Beneath this instruction is a listing; print exactly the lines in it starting at the line that contains "Target: car hood" and going through the line that contains "(format x=99, y=460)".

"""

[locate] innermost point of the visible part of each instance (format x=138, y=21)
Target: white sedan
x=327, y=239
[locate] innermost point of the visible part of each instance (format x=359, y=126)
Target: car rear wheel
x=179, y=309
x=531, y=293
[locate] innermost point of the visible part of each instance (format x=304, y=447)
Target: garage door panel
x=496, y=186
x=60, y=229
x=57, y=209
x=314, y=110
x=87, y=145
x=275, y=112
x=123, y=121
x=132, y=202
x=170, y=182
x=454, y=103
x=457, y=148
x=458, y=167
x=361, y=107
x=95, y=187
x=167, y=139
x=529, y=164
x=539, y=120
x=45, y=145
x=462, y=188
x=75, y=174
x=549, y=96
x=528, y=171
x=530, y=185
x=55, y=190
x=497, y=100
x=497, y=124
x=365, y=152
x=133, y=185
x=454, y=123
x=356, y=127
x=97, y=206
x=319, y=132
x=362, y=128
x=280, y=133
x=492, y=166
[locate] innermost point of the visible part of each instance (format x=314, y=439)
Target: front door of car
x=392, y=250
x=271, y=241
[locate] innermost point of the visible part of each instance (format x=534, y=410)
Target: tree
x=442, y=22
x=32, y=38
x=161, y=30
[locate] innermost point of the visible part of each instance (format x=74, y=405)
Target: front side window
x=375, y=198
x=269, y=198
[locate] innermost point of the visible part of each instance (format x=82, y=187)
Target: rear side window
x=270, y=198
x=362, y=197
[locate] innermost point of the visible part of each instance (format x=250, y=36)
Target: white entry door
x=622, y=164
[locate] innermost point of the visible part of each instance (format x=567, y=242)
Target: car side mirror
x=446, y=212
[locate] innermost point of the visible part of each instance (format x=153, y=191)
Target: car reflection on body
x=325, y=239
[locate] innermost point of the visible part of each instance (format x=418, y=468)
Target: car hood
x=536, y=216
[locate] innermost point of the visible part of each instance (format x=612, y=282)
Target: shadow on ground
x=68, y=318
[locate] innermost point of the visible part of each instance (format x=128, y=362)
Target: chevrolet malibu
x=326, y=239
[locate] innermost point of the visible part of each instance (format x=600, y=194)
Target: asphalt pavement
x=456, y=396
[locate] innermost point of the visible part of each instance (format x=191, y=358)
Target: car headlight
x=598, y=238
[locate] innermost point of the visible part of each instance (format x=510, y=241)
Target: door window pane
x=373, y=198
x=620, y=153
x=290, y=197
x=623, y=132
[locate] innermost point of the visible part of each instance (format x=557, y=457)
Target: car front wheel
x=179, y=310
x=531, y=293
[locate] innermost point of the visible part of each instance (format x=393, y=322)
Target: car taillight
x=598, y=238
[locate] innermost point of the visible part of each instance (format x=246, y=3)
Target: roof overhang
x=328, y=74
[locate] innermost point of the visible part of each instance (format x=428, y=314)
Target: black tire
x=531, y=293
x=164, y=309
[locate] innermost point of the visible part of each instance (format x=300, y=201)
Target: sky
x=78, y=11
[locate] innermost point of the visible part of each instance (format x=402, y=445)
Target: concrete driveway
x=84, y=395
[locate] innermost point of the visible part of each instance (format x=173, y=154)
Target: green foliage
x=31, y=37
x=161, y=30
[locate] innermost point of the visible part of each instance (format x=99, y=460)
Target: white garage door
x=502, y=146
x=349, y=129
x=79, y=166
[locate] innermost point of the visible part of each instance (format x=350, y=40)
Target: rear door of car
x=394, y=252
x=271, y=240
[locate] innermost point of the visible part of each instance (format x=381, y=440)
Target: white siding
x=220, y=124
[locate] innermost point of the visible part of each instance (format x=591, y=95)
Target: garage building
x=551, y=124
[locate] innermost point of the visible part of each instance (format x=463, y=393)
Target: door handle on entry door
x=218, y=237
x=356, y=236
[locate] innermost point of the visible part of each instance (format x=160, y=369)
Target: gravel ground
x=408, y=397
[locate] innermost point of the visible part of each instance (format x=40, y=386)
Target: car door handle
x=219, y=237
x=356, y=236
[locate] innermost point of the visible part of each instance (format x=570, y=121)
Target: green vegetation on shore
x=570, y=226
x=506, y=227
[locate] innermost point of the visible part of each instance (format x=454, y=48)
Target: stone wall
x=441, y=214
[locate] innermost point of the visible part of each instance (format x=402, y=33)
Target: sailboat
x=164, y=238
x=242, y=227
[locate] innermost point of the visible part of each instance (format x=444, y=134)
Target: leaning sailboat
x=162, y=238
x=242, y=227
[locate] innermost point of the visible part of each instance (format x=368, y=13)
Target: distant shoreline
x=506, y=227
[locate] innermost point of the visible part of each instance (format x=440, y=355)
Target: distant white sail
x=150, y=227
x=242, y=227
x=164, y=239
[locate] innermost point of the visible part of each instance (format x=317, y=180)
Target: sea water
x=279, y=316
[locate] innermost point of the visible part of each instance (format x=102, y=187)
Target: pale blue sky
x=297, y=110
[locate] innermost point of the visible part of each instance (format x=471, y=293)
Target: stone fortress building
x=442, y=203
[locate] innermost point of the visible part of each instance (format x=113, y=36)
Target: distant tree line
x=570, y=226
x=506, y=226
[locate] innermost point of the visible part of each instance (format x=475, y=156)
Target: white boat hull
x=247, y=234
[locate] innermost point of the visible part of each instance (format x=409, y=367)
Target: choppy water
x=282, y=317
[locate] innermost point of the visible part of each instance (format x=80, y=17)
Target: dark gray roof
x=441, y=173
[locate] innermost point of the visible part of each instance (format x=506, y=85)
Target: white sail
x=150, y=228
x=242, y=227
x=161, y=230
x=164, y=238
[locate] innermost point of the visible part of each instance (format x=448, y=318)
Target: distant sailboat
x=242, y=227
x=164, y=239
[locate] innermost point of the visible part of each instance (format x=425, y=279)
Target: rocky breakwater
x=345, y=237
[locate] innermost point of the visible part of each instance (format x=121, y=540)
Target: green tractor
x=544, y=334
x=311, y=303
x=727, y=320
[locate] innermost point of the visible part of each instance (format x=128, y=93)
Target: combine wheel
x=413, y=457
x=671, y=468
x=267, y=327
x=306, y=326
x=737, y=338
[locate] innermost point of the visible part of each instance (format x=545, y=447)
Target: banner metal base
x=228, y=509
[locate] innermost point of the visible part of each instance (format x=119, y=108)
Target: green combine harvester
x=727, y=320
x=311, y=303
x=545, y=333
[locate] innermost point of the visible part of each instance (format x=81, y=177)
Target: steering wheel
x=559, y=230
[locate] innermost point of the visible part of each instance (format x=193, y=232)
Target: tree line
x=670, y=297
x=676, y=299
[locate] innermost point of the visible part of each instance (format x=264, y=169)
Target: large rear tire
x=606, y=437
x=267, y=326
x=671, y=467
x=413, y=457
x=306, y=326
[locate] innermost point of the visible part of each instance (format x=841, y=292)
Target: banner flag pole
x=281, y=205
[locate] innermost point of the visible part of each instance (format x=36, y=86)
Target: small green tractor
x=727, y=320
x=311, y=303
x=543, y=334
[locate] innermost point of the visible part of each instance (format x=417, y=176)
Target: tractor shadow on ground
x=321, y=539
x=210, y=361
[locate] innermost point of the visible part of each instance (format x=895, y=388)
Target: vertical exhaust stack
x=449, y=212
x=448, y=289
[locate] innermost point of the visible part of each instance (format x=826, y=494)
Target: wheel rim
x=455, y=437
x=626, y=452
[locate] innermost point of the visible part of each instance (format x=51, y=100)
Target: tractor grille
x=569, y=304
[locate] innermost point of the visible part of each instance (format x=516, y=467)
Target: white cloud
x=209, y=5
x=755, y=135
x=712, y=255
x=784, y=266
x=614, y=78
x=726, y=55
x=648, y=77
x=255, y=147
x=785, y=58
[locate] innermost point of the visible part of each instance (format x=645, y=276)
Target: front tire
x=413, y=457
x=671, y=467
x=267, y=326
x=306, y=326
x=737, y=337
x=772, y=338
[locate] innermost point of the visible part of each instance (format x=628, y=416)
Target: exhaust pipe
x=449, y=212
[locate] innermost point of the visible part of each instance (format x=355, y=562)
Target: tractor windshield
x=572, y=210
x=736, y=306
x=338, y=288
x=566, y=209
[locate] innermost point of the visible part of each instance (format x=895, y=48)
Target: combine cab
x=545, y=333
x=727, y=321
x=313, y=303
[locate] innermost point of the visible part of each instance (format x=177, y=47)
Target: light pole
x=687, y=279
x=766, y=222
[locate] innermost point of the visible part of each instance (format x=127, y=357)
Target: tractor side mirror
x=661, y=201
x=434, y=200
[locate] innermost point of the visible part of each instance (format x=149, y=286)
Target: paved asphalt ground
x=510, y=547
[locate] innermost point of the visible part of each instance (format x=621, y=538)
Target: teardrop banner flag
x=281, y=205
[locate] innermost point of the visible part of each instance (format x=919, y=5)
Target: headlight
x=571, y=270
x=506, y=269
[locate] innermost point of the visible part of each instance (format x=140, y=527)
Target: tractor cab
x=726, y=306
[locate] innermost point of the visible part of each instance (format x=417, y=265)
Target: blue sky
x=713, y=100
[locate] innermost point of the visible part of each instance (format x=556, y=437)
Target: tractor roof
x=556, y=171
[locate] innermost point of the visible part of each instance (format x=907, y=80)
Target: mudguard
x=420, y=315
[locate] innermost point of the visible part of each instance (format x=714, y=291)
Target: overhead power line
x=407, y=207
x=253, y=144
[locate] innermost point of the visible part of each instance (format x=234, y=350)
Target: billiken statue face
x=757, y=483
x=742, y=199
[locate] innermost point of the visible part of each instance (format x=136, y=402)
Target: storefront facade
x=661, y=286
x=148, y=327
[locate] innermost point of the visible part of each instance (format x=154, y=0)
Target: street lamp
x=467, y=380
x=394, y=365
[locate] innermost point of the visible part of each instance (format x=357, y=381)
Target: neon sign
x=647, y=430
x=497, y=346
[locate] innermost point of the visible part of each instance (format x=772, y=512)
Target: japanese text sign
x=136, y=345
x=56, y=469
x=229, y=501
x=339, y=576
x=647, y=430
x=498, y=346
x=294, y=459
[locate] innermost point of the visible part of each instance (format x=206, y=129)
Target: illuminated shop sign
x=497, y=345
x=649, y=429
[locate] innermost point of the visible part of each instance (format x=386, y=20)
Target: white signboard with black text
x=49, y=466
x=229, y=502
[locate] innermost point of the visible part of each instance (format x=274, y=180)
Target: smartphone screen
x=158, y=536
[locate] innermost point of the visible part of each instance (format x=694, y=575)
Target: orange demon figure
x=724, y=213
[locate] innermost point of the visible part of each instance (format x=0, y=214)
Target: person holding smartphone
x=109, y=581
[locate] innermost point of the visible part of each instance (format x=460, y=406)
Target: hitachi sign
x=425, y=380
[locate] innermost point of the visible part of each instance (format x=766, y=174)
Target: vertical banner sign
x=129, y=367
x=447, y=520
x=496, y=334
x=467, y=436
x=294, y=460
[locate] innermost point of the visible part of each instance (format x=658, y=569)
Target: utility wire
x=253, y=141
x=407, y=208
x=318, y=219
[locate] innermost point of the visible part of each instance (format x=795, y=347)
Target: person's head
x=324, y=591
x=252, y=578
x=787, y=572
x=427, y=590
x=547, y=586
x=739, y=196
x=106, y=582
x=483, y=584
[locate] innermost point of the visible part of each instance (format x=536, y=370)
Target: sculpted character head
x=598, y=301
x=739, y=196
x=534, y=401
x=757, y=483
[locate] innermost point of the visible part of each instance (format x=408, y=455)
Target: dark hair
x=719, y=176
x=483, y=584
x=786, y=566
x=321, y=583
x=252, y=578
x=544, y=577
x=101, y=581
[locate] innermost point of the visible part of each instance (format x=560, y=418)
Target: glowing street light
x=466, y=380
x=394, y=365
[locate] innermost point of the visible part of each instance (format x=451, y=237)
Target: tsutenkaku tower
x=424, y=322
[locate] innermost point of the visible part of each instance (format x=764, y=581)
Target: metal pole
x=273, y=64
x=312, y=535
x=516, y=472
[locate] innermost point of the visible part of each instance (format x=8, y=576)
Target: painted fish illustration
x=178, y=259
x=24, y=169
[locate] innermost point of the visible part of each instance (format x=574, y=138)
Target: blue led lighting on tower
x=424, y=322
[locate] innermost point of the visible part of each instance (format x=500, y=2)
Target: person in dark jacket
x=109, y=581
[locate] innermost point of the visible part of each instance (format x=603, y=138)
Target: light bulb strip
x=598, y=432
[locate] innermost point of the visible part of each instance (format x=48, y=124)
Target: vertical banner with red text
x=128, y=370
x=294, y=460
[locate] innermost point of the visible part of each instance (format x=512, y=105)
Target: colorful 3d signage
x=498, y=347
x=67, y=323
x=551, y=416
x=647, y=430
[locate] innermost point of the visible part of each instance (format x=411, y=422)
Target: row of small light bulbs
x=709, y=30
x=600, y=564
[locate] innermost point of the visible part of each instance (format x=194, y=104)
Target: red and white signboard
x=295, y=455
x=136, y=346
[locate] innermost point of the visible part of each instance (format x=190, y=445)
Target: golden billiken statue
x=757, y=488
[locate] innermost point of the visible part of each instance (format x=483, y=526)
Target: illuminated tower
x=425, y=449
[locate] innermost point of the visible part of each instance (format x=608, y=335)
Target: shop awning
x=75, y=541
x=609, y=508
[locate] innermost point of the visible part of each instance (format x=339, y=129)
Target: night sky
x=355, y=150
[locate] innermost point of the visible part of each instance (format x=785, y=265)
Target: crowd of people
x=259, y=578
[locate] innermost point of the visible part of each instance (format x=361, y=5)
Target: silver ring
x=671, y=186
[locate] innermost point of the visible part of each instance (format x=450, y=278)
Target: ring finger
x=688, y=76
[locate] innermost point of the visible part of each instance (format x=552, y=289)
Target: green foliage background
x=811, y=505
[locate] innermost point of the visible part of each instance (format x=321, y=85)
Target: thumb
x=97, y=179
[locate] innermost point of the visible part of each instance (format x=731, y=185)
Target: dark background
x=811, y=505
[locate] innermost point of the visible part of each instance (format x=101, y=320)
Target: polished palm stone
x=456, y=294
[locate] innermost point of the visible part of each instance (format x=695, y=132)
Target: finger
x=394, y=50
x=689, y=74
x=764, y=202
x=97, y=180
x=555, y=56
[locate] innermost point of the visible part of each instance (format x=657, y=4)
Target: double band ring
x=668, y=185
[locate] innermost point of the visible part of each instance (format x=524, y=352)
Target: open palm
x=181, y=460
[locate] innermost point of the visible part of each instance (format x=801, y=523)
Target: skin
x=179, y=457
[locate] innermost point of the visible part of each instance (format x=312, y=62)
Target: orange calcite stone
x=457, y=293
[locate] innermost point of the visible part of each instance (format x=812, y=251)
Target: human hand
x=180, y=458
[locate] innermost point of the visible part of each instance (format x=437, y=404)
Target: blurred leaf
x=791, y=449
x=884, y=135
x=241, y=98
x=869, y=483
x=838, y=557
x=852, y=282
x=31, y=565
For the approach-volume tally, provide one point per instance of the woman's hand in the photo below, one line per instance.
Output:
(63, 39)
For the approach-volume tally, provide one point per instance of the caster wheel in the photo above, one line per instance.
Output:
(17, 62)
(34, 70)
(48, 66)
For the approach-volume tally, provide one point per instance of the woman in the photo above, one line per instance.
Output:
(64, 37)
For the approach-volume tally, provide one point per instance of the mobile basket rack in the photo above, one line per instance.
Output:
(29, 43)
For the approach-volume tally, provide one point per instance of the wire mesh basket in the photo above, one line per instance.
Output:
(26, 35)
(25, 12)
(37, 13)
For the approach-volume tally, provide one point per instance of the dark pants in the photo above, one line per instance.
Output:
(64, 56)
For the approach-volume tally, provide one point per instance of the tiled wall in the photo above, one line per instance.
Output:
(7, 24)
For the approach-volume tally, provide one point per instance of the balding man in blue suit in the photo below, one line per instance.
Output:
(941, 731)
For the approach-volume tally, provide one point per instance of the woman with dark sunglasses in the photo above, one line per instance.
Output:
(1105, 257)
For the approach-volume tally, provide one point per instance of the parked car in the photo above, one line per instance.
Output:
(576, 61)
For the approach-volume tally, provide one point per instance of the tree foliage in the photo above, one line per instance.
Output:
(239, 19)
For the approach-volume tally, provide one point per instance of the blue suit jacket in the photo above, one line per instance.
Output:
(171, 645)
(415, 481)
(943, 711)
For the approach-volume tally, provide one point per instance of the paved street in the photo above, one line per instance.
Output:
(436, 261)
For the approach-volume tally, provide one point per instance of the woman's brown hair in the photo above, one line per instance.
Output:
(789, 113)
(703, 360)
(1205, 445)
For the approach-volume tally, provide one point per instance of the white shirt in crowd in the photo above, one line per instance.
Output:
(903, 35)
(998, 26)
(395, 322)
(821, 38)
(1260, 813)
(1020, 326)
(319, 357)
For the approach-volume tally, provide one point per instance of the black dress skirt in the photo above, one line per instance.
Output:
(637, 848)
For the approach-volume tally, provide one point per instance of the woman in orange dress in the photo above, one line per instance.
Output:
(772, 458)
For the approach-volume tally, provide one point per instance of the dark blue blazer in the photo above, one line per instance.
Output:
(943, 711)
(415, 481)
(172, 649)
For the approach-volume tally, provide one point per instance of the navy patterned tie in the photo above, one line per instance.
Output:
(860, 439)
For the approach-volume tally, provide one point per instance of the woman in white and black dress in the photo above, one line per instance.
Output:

"""

ANSWER BOX
Target: car hood
x=536, y=216
[locate] innermost point of the visible part of each instance (format x=612, y=282)
Target: shadow on ground
x=68, y=318
[locate] innermost point of the visible part of each instance (format x=128, y=362)
Target: chevrolet malibu
x=326, y=239
[locate] innermost point of the visible part of each instance (format x=600, y=194)
Target: asphalt pavement
x=456, y=396
[locate] innermost point of the visible part of each instance (format x=191, y=358)
Target: car headlight
x=598, y=238
[locate] innermost point of the visible part of each instance (format x=510, y=241)
Target: door window pane
x=373, y=198
x=620, y=153
x=290, y=197
x=623, y=132
[locate] innermost point of the visible part of each instance (format x=557, y=457)
Target: car front wheel
x=179, y=310
x=531, y=293
[locate] innermost point of the visible part of each instance (format x=393, y=322)
Target: car taillight
x=598, y=238
[locate] innermost point of the visible part of each instance (format x=246, y=3)
Target: roof overhang
x=328, y=74
[locate] innermost point of the visible part of each instance (format x=428, y=314)
Target: black tire
x=531, y=293
x=164, y=309
[locate] innermost point of the visible part of each instance (format x=300, y=201)
Target: sky
x=78, y=11
[locate] innermost point of the visible part of each instance (format x=402, y=445)
Target: concrete driveway
x=84, y=395
[locate] innermost point of the visible part of each instance (format x=173, y=154)
Target: green foliage
x=31, y=37
x=161, y=30
[locate] innermost point of the visible part of each instance (format x=99, y=460)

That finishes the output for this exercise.